→ **Instructions for the task**:
Please render every line of the material below as a JSON list of strings, one string per line, with blank lines left out.

+-------+

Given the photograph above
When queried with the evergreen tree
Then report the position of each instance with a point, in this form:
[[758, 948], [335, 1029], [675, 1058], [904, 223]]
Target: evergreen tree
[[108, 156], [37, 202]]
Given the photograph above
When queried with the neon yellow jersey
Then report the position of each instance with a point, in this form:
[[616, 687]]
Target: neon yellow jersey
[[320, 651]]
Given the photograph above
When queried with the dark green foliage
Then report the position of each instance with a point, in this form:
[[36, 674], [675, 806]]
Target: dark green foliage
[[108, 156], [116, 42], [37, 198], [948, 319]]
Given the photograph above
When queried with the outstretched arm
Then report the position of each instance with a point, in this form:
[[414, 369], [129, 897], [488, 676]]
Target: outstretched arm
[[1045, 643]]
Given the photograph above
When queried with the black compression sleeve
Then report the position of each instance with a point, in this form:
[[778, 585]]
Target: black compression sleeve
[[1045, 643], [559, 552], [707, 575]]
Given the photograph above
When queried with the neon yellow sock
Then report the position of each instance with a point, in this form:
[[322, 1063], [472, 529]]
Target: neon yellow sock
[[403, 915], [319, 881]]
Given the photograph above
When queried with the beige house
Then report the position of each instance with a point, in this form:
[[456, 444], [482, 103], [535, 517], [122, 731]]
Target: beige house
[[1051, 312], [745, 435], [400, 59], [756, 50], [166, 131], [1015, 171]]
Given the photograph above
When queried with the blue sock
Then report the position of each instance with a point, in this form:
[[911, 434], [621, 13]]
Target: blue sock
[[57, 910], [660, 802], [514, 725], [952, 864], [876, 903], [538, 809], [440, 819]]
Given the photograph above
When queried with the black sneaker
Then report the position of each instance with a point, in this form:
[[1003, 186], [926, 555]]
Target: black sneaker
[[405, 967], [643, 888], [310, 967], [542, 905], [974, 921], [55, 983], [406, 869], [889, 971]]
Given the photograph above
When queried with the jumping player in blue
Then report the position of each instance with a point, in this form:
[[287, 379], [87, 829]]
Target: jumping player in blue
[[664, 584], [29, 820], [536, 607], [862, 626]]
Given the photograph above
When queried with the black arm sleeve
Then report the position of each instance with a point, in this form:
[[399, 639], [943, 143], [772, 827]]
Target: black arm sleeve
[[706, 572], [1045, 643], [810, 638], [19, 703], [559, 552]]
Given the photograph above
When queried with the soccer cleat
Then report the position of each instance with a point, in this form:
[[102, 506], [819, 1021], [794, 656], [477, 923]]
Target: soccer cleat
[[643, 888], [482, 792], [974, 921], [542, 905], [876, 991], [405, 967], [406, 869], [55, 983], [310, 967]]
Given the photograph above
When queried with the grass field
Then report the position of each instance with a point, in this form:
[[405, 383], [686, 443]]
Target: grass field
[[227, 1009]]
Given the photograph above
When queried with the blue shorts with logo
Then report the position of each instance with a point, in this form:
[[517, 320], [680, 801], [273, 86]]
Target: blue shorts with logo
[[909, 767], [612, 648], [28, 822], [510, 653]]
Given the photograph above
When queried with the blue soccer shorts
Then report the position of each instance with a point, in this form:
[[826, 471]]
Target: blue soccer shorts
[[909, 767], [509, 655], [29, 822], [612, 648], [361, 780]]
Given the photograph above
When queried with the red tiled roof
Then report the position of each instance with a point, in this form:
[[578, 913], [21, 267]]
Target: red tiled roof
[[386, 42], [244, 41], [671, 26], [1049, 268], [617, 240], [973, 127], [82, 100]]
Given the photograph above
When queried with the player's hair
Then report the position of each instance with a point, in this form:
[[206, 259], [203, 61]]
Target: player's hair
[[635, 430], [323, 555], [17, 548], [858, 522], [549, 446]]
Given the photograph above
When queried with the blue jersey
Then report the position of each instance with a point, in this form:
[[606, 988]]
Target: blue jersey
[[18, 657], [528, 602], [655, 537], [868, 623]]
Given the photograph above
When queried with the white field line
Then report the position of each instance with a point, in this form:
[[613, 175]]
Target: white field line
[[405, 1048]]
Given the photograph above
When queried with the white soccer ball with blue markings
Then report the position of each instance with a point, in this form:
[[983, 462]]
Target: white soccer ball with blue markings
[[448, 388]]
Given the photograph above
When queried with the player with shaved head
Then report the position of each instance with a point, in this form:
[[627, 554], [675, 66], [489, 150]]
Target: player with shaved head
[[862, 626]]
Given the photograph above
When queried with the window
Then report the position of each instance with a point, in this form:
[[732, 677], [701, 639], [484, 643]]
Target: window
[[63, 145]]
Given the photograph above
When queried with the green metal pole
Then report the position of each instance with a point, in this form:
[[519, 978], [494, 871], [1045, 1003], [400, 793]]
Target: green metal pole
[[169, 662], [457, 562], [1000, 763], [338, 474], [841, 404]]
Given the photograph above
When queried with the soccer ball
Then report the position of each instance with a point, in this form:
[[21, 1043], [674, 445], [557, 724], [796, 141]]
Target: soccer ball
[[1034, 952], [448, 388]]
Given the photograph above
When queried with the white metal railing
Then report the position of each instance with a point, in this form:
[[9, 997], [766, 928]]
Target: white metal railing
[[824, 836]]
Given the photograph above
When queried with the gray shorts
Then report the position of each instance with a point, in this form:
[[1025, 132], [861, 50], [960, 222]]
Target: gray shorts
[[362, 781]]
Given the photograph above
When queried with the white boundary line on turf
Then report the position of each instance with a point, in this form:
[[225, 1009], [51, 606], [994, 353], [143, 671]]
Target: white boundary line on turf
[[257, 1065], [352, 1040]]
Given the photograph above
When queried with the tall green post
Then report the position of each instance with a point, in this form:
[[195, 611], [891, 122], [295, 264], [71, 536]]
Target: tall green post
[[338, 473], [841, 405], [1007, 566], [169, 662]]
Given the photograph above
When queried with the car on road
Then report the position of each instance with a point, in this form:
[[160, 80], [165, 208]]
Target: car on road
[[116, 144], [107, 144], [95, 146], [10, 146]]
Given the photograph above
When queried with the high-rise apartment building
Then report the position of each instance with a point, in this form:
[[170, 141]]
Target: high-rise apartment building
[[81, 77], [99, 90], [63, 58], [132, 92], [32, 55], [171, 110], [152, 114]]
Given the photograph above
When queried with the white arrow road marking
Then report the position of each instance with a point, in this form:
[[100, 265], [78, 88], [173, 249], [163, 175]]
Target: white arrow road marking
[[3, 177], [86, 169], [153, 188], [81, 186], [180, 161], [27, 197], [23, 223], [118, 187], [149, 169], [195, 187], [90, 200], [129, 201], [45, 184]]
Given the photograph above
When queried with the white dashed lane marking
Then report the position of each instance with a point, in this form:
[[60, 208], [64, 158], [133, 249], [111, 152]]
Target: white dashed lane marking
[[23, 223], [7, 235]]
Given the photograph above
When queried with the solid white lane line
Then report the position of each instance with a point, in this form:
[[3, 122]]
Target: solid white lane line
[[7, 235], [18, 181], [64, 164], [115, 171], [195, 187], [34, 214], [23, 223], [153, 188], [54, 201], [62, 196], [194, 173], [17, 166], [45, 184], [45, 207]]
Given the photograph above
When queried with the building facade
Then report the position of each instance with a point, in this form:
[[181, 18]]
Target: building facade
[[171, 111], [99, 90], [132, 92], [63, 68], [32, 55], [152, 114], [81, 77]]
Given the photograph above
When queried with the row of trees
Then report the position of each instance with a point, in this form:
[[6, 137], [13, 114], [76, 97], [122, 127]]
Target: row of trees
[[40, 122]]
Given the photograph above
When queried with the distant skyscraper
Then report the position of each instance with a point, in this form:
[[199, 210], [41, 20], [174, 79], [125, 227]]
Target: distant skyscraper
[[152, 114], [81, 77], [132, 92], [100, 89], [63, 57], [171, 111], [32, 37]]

+-------+

→ **Answer to this exercise**:
[
  "Given the photograph above",
  "When queried with the evergreen tree",
  "Then report the position of each instance with a point, in this form:",
  "[[758, 948], [335, 1029], [675, 1058], [904, 223]]",
  "Target: evergreen tree",
  "[[108, 156], [37, 202]]",
  "Given the photograph above",
  "When queried with the neon yellow jersey",
  "Then report the position of each instance with a point, in this form:",
  "[[616, 687]]",
  "Target: neon yellow jersey",
  "[[320, 651]]",
  "Given the photograph above",
  "When queried with the dark green foliage",
  "Then report the position of each instance with a point, in this form:",
  "[[36, 674], [675, 806]]",
  "Target: dark green foliage",
  "[[108, 156], [116, 42], [37, 198], [948, 319]]",
  "Given the photograph above",
  "When queried with the outstretched arm",
  "Then report the position of each instance with a point, in this form:",
  "[[414, 369], [129, 897], [488, 676]]",
  "Target: outstretched arm",
  "[[1045, 643]]",
  "Given the photograph above",
  "When queried with the black compression sleeve",
  "Then report the position of each instance with a point, in this form:",
  "[[778, 585]]",
  "Target: black compression sleeve",
  "[[1045, 643], [559, 552], [707, 575]]",
  "Given the photograph above",
  "When queried with the neon yellow sock",
  "Then report the position of each instance with a point, in this form:",
  "[[322, 1063], [472, 529]]",
  "Target: neon yellow sock",
  "[[403, 915], [319, 881]]",
  "Given the photograph above",
  "When queried with the beige house",
  "Then report the position of each instance with a point, in this form:",
  "[[456, 444], [482, 103], [535, 517], [122, 731]]",
  "Target: beige house",
  "[[1051, 312], [745, 435], [400, 59], [756, 50], [166, 131], [1015, 171]]",
  "Given the photograph above",
  "When queried with the blue sock",
  "Then report the position of each instance with a point, in this form:",
  "[[911, 434], [621, 13]]",
  "Target: blue sock",
  "[[57, 910], [660, 802], [514, 725], [952, 864], [876, 903], [538, 809], [440, 819]]",
  "Given the photograph above",
  "When queried with the black sneaker",
  "Then report the position of each instance with a point, in this form:",
  "[[1003, 186], [926, 555]]",
  "Target: black sneaker",
  "[[405, 967], [643, 888], [310, 967], [542, 905], [974, 921], [55, 983], [406, 869], [889, 971]]",
  "Given the photograph above",
  "When queried with the jumping player in blue",
  "Then report the position of each instance with a point, in this form:",
  "[[287, 379], [87, 829]]",
  "Target: jumping player in blue",
  "[[664, 584], [29, 820], [536, 607], [862, 626]]",
  "Given the photograph above",
  "When queried with the black arm sleeve",
  "Then report the position of each instance with a point, in this form:",
  "[[399, 639], [943, 143], [772, 827]]",
  "Target: black arm sleeve",
  "[[706, 572], [1045, 643], [810, 638], [19, 703], [559, 552]]",
  "Given the photograph above",
  "When queried with the soccer cleat",
  "Then report the position of each instance with a point, in this form:",
  "[[102, 506], [819, 1021], [794, 656], [477, 923]]",
  "Target: soccer cleat",
  "[[643, 888], [482, 792], [974, 921], [542, 905], [876, 991], [405, 967], [406, 869], [55, 983], [310, 967]]",
  "Given the photograph above",
  "When queried with the grass field",
  "Then report the position of each instance with a point, in this form:",
  "[[405, 383], [686, 443]]",
  "Target: grass field",
  "[[227, 1009]]",
  "Given the photograph above",
  "When queried with the blue shorts with logo",
  "Then report the position of each instance with a point, in this form:",
  "[[517, 320], [680, 801], [273, 86]]",
  "Target: blue shorts with logo",
  "[[909, 767], [612, 648], [28, 822], [510, 653]]",
  "Given the photograph above",
  "When queried with the blue soccer shorts",
  "Then report the position of each instance with a point, in this form:",
  "[[826, 471]]",
  "Target: blue soccer shorts",
  "[[909, 767], [509, 655], [29, 822], [612, 648], [361, 780]]",
  "Given the photograph above",
  "When queried with the red tiled roof",
  "Then report the position of each instance with a point, in this form:",
  "[[578, 913], [21, 267]]",
  "Target: red tiled roof",
  "[[386, 42], [244, 41], [671, 26], [1049, 268], [617, 240], [973, 127], [82, 100]]",
  "Given the photograph above",
  "When queried with the player's hair",
  "Then report the position of each instance with a point, in this form:",
  "[[206, 259], [203, 61]]",
  "Target: player's hair",
  "[[635, 430], [323, 555], [17, 548], [858, 522], [549, 446]]",
  "Given the photograph above",
  "When queried with the blue jersey",
  "Then report the position of each instance with a point, in this form:",
  "[[606, 988]]",
  "Target: blue jersey",
  "[[18, 657], [528, 602], [655, 537], [868, 623]]",
  "Given the photograph above",
  "When queried with the white field line",
  "Then report the position of each instance with a point, in this form:",
  "[[613, 175]]",
  "Target: white field line",
  "[[405, 1048]]",
  "Given the photograph above",
  "When queried with the white soccer ball with blue markings",
  "Then report the position of each instance with a point, in this form:",
  "[[983, 462]]",
  "Target: white soccer ball with blue markings",
  "[[448, 388]]",
  "Given the photograph above",
  "When queried with the player with shaved head",
  "Then report the position of each instance with a point, in this form:",
  "[[627, 554], [675, 66], [489, 150]]",
  "Target: player with shaved head",
  "[[862, 626]]",
  "Given the photograph above",
  "When queried with the window",
  "Then report the position of each instance with a point, in this form:",
  "[[732, 677], [701, 639], [484, 643]]",
  "Target: window",
  "[[63, 145]]",
  "Given the photograph above",
  "When queried with the green metal pole",
  "Then report the position of each instance with a point, in this form:",
  "[[519, 978], [494, 871], [1045, 1003], [400, 793]]",
  "Target: green metal pole",
  "[[169, 662], [457, 562], [1000, 763], [338, 474], [841, 404]]",
  "Given the photograph above",
  "When queried with the soccer ball",
  "Then report the position of each instance with a point, in this form:",
  "[[21, 1043], [674, 445], [557, 724], [796, 141]]",
  "Target: soccer ball",
  "[[1034, 952], [448, 388]]",
  "Given the photograph above",
  "When queried with the white metal railing",
  "Then report the position of each instance with a point, in this form:",
  "[[9, 997], [766, 928]]",
  "Target: white metal railing",
  "[[824, 836]]",
  "Given the photograph above",
  "When queried with the gray shorts",
  "Then report the position of each instance with a point, in this form:",
  "[[1025, 132], [861, 50], [960, 222]]",
  "Target: gray shorts",
  "[[362, 781]]",
  "Given the photograph above",
  "When queried with the white boundary line on turf",
  "Then report the position of each instance with a point, in this form:",
  "[[225, 1009], [51, 606], [994, 353], [143, 671]]",
  "Target: white boundary line on turf",
  "[[257, 1065], [352, 1040]]",
  "Given the photograph above",
  "When queried with the tall green post",
  "Then report the position of each instance with a point, in this form:",
  "[[195, 611], [891, 122], [295, 264], [71, 536]]",
  "Target: tall green post",
  "[[338, 473], [841, 405], [1007, 566], [169, 662]]",
  "Given the photograph above",
  "When queried with the car on road",
  "Then report the position of each instance with a point, in this form:",
  "[[160, 80], [165, 208]]",
  "Target: car on road",
  "[[116, 144], [107, 144], [95, 146], [10, 146]]",
  "Given the photograph above",
  "When queried with the high-rise apartment building",
  "Then report the position of each instance with a point, in this form:",
  "[[170, 141]]",
  "Target: high-rise apartment building",
  "[[81, 77], [99, 90], [63, 58], [132, 92], [32, 55], [171, 110], [152, 114]]",
  "Given the photograph above",
  "When queried with the white arrow road marking",
  "Then report the position of each instance with a point, in this form:",
  "[[100, 265], [78, 88], [173, 249], [163, 175]]",
  "Target: white arrow road marking",
  "[[3, 177], [86, 169], [153, 188], [81, 186], [180, 161], [27, 197], [23, 223], [118, 187], [149, 169], [195, 187], [90, 200], [129, 201], [45, 184]]",
  "Given the photograph above",
  "When queried with the white dashed lane marking",
  "Then report the position of each instance with a point, in this form:",
  "[[60, 208], [64, 158], [133, 249], [111, 152]]",
  "Target: white dashed lane marking",
  "[[23, 223], [7, 235]]",
  "Given the photograph above",
  "When queried with the solid white lane line",
  "Then report the position of each instance with a point, in this form:",
  "[[3, 122]]",
  "Target: solid white lane line",
  "[[7, 235], [18, 181], [64, 164], [115, 171], [195, 187], [34, 214], [23, 223], [153, 188], [54, 201], [62, 196], [194, 173], [17, 166], [45, 184], [45, 207]]",
  "Given the photograph above",
  "When queried with the building facade",
  "Then report the position of each instance with a point, in this form:",
  "[[181, 18]]",
  "Target: building facade",
  "[[171, 111], [99, 90], [132, 92], [63, 68], [32, 55], [152, 114], [81, 77]]",
  "Given the photograph above",
  "When queried with the row of trees",
  "Then report the position of each instance with a point, in this form:",
  "[[6, 137], [13, 114], [76, 97], [122, 127]]",
  "Target: row of trees",
  "[[40, 122]]",
  "Given the photograph above",
  "When queried with the distant skyscraper",
  "Then report the position of each instance with a point, in this form:",
  "[[199, 210], [41, 20], [174, 79], [125, 227]]",
  "Target: distant skyscraper",
  "[[152, 114], [81, 77], [132, 92], [100, 89], [63, 57], [171, 111], [32, 37]]"
]